## Problem description:
Copy all of the data below verbatim, keeping every line unchanged.

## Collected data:

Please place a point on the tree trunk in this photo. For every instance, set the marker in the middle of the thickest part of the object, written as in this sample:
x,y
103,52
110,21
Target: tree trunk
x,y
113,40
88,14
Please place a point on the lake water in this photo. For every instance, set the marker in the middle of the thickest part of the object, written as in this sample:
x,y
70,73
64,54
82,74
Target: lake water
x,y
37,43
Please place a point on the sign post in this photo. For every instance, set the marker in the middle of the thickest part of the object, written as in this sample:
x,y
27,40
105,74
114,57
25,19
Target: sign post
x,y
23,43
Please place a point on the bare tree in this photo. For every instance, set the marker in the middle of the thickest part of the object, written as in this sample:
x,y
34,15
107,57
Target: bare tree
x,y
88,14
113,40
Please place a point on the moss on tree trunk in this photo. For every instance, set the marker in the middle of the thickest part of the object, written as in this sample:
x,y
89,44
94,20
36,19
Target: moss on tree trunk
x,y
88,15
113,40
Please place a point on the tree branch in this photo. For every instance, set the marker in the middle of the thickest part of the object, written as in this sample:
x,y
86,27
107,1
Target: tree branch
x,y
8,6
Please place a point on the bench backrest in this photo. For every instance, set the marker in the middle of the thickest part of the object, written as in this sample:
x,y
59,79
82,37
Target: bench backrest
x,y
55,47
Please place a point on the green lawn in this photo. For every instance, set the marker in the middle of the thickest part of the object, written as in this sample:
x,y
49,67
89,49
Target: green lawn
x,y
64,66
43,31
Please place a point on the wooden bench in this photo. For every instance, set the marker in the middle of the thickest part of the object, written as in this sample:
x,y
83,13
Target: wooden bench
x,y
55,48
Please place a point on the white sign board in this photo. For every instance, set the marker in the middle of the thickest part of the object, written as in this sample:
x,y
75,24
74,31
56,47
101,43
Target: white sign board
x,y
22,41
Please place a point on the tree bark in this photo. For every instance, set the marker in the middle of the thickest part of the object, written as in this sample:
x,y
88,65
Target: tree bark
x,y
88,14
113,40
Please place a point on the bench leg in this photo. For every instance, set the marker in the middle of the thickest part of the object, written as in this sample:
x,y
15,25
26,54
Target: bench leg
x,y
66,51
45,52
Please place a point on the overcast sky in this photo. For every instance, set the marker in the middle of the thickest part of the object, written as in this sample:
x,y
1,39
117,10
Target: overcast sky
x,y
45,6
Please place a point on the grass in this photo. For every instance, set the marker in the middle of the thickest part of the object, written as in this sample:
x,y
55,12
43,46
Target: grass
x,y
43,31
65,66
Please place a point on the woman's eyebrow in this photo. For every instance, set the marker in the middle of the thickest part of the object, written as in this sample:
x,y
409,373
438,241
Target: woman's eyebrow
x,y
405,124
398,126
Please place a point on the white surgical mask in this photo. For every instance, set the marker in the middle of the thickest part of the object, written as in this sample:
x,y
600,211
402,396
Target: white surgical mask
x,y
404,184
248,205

## Result of this task:
Please place a point on the tree trunk in this photo. For every instance, set the marker in the middle of the thickest part of the object, written as in this sample:
x,y
103,52
110,21
Target: tree trunk
x,y
113,40
88,14
Please place a point on the lake water in this photo. For every instance, set the marker in the middle of the thickest part of the object, written as in this sample:
x,y
70,73
64,54
82,74
Target: lake water
x,y
37,43
Please place a point on the sign post in this photo. For every instance, set the marker in the middle of the thickest part of the object, written as in this sample:
x,y
27,40
105,74
114,57
25,19
Target: sign post
x,y
23,43
Please place a point on the bare tree in this photo. For every instance, set the marker in the middle of the thickest part of the object, written as in this sample:
x,y
34,15
107,57
Target: bare tree
x,y
88,14
113,40
Please place a point on the moss on tree trunk in this photo. For every instance, set the marker in the middle of the thickest part of the object, written as in this sample:
x,y
89,44
94,20
36,19
Target: moss on tree trunk
x,y
88,15
113,40
Please place a point on the tree branch in this photo. For every instance, set the marker in the middle of the thickest part of the object, written as in this sample:
x,y
86,27
107,1
Target: tree branch
x,y
8,6
Please place a point on the bench backrest in this photo. For every instance, set the marker in the middle of the thickest part of the object, written as in this sample:
x,y
59,79
82,37
Target: bench backrest
x,y
55,47
Please place a point on the green lawn in this photo. For every instance, set the marker in the middle of the thickest part of the object, written as in this sample:
x,y
49,67
89,49
Target: green lawn
x,y
64,66
43,31
Please place a point on the wooden bench in this photo. For every instance, set the marker in the middle of the thickest part of the object, written as in this sample:
x,y
83,13
Target: wooden bench
x,y
55,48
Please place a point on the white sign board in this photo. For every instance, set the marker in the middle of the thickest part of the object, written as in this sample:
x,y
75,24
74,31
56,47
101,43
Target: white sign board
x,y
22,41
Please place a point on the tree bark in this photo. For every instance, set the marker in the middle of the thickest part of the object, written as in this sample:
x,y
88,65
Target: tree bark
x,y
88,14
113,40
Please place a point on the bench leg in this photo. For every instance, set the marker in the middle of the thickest part of the object, written as in this sample:
x,y
15,25
26,54
Target: bench leg
x,y
66,51
45,52
Please place a point on the overcast sky in this photo. For every instance, set the marker in the middle of the thickest part of the object, written as in this sample:
x,y
1,39
117,10
Target: overcast sky
x,y
45,6
Please place a point on the grass in this photo. For every instance, set the marker in the middle of the thickest part of the object, written as in this sample:
x,y
55,12
43,46
Target: grass
x,y
43,31
65,66
Please place a point on the woman's eyebrow in this photo. For every instance, set the marker in the middle of the thickest part of the object, written as in this sample:
x,y
409,373
438,241
Target: woman's eyebrow
x,y
405,124
398,126
Please place a point on the white surgical mask in this photo. For every instance, set the marker in the middle of the thickest part of the object, written as in this sample:
x,y
600,211
402,396
Target: white surgical mask
x,y
404,184
248,205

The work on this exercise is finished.